## [Records shown]
▶

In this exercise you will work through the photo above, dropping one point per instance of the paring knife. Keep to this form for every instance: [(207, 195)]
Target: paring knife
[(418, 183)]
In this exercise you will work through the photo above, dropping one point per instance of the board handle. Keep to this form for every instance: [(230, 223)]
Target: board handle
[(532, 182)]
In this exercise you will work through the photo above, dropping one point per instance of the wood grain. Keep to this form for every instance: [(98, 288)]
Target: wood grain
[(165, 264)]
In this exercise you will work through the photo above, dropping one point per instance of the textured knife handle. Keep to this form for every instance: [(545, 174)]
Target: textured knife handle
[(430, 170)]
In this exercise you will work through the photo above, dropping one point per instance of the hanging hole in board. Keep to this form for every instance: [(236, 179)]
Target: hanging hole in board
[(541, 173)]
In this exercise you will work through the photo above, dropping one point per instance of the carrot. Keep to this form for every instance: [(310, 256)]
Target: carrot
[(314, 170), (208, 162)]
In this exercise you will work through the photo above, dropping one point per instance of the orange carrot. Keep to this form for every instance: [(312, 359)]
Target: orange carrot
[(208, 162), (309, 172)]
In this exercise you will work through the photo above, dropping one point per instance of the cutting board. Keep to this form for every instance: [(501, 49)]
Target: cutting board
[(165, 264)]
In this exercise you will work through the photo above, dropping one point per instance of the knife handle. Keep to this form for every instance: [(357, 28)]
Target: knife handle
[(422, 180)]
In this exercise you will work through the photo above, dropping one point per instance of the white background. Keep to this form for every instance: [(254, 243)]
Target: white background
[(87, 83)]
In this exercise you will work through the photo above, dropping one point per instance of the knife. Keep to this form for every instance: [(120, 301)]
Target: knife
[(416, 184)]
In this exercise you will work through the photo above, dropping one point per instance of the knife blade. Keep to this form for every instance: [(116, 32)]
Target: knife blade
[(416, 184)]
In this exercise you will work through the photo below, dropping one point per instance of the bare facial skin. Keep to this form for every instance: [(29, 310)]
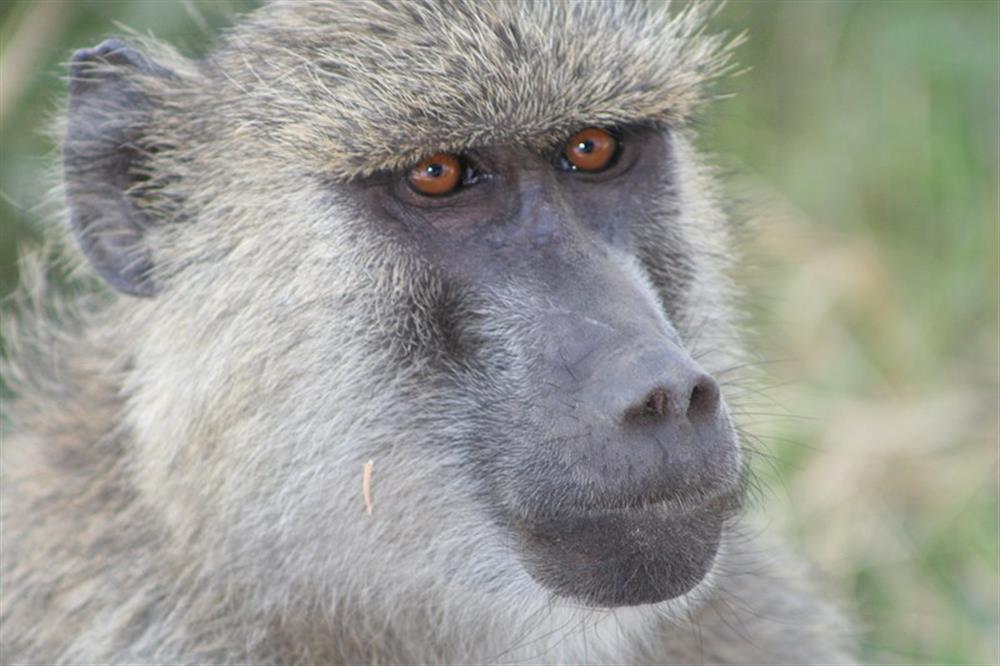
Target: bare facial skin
[(404, 334), (621, 467)]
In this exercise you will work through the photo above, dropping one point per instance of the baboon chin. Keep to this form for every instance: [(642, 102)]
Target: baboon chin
[(413, 346)]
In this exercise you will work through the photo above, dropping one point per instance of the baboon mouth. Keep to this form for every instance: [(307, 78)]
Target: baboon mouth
[(626, 557)]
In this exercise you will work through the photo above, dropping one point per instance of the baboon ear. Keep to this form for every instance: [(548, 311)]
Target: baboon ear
[(103, 158)]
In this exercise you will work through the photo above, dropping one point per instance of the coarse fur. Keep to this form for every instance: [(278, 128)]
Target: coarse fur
[(182, 473)]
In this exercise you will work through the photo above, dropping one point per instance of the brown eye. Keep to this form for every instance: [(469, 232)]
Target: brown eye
[(592, 149), (437, 175)]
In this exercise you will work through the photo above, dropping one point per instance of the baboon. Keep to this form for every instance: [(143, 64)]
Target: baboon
[(411, 348)]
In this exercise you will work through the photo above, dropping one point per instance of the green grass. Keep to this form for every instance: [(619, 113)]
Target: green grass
[(864, 143)]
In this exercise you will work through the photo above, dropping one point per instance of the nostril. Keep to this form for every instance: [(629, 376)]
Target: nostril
[(653, 408), (656, 403), (705, 397)]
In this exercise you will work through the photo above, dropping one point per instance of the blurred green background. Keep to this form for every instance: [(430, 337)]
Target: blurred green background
[(863, 147)]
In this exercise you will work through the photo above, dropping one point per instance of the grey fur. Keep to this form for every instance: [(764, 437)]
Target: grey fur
[(182, 473)]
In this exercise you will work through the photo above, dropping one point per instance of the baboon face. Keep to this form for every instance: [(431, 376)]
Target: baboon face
[(485, 281)]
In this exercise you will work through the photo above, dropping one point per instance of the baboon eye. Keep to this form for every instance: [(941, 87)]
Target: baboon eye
[(437, 175), (591, 149)]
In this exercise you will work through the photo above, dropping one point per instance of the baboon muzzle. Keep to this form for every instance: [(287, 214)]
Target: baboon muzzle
[(636, 469)]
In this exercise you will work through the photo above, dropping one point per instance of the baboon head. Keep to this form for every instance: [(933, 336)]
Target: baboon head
[(471, 243)]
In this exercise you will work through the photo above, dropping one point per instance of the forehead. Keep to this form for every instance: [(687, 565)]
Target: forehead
[(380, 84)]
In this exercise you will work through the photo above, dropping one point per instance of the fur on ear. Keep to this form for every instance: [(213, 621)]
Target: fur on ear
[(102, 156)]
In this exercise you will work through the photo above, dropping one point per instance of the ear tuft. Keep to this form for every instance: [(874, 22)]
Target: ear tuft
[(108, 118)]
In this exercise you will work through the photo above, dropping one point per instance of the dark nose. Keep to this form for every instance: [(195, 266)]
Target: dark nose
[(693, 396), (649, 424), (653, 386)]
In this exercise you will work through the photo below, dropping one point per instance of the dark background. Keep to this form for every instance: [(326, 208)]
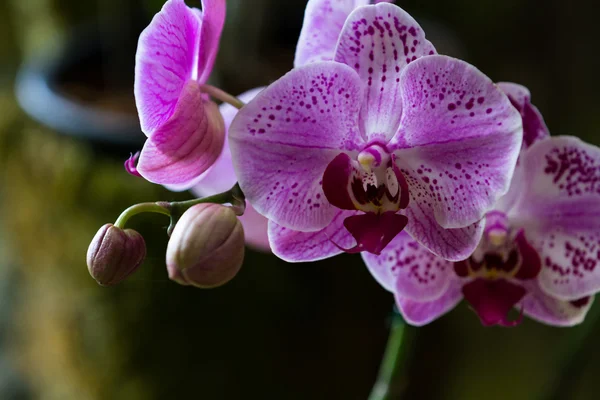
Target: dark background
[(277, 331)]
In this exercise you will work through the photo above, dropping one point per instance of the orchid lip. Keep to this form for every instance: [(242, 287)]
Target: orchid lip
[(374, 185), (503, 258)]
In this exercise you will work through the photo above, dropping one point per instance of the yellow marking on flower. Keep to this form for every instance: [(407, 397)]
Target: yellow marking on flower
[(497, 238), (366, 160)]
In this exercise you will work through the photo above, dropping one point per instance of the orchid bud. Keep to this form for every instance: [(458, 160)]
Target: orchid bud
[(206, 248), (114, 254)]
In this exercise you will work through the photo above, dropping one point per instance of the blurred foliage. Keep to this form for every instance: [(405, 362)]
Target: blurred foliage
[(277, 331)]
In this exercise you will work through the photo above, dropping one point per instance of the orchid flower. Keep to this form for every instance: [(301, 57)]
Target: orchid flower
[(540, 251), (220, 177), (319, 17), (342, 154), (175, 56)]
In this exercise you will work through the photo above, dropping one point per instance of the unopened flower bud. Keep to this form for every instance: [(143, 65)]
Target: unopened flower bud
[(206, 248), (114, 254)]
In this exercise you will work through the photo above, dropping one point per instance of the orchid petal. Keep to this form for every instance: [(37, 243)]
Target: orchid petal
[(534, 127), (449, 244), (323, 22), (295, 246), (559, 208), (421, 313), (378, 42), (549, 310), (213, 19), (373, 232), (283, 140), (165, 61), (221, 176), (255, 229), (410, 270), (465, 138), (493, 299), (187, 144)]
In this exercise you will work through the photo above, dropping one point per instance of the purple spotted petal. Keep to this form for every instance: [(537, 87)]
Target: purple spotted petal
[(421, 313), (410, 270), (213, 19), (165, 61), (465, 135), (534, 127), (295, 246), (221, 176), (449, 244), (323, 22), (549, 310), (282, 141), (185, 145), (493, 299), (559, 208), (378, 42)]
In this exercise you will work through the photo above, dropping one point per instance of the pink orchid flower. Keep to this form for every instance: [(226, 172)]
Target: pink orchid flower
[(322, 17), (175, 56), (540, 251), (345, 153)]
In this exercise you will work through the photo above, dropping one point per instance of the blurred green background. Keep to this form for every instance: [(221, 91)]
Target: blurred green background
[(277, 331)]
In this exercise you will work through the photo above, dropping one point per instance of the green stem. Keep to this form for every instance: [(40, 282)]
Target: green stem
[(222, 95), (159, 207), (391, 380), (175, 209)]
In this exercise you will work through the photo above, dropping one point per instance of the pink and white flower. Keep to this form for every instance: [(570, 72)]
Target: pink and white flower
[(540, 251), (175, 56), (341, 154)]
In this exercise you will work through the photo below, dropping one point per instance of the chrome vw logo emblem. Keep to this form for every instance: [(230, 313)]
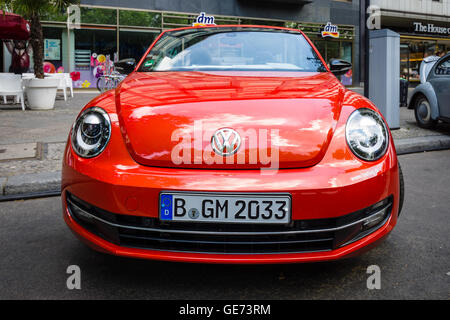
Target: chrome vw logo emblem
[(225, 142)]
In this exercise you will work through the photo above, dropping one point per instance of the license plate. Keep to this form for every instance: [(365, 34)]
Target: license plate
[(225, 208)]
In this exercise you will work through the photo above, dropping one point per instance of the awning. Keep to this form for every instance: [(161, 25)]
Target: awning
[(13, 26)]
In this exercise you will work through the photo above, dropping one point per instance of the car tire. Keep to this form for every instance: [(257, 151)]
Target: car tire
[(422, 112), (402, 189)]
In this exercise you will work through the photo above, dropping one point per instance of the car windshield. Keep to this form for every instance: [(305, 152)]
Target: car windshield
[(240, 49)]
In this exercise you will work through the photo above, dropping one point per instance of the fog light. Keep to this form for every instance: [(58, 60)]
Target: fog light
[(374, 219), (80, 213)]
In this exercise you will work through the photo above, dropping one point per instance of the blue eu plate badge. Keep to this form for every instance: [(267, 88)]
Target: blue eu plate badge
[(165, 207)]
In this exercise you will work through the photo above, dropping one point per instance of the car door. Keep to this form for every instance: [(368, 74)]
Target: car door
[(440, 80)]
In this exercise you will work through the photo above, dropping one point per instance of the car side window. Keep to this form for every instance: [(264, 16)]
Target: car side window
[(443, 68)]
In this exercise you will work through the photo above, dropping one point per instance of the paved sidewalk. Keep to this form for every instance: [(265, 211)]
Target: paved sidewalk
[(32, 143)]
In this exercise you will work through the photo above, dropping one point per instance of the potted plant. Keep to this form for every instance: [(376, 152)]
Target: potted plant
[(40, 91)]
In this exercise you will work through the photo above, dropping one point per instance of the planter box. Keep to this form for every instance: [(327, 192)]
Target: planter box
[(41, 93)]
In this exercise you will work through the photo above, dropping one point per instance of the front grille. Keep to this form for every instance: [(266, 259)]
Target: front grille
[(154, 234)]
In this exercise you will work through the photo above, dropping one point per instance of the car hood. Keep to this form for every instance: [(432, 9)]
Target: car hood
[(284, 120)]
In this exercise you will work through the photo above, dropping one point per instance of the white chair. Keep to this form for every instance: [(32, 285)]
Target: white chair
[(62, 85), (11, 85)]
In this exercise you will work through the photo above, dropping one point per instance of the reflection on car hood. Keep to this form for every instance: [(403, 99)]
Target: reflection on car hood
[(292, 116)]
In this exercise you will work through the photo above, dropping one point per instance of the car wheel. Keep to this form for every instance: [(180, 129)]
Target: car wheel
[(402, 189), (422, 111)]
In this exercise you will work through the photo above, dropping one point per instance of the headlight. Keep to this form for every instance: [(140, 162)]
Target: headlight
[(91, 132), (367, 134)]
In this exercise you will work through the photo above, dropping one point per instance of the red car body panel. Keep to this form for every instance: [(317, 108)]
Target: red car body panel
[(302, 107), (324, 178)]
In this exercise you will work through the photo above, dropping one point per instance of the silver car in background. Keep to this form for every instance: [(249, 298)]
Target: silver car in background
[(431, 100)]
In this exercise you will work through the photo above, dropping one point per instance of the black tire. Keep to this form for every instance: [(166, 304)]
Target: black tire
[(402, 189), (101, 84), (422, 112)]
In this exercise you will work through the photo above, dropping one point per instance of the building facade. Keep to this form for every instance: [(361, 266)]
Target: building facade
[(424, 28), (111, 29)]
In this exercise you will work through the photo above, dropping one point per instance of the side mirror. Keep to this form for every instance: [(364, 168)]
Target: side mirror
[(125, 66), (339, 67)]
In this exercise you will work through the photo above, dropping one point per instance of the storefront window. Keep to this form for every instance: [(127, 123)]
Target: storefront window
[(133, 44), (98, 16), (139, 18), (52, 50)]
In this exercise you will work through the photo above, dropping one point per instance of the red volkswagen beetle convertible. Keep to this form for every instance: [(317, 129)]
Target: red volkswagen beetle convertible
[(231, 144)]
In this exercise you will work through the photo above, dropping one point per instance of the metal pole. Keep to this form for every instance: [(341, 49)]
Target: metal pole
[(365, 45)]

◀

## [Set problem]
Rescale the entries from the first one through the line containing "[(314, 170), (208, 162)]", both ends included, and give every line in that range again, requests and all. Multiply each coordinate in the answers by 1.7 and round to whole numbers, halves up. Leave the requests and their format samples unchanged.

## [Solution to the exercise]
In this exercise you will work through the photo above, dropping one point per instance of the paring knife. Keep to this form for every instance: [(207, 195)]
Target: paring knife
[(711, 311)]
In this exercise you will work through the photo above, dropping one point per instance of the board handle. Keep to this form for every instance: [(230, 223)]
Target: board handle
[(904, 309)]
In this exercise you will work through the photo above, dropping one point per instance of the wood grain. Keep to this form for every instance: [(98, 288)]
Target: wood grain
[(281, 449)]
In this exercise you will work through the photo above, dropping one point per instance of the textured knife handle. Keep to this form for every instance: [(545, 174)]
Target: textured knife handle
[(731, 289)]
In this exercise you will work through the photo above, dropping one point per instance of the hanging hole in board. Keep to this form for every instance: [(236, 179)]
Target: hanging hole in board
[(920, 294)]
In this exercise you will work through the photo above, dropping one point per instance of the carrot. Keep to this form for every instance: [(310, 256)]
Target: carrot
[(534, 289), (354, 275)]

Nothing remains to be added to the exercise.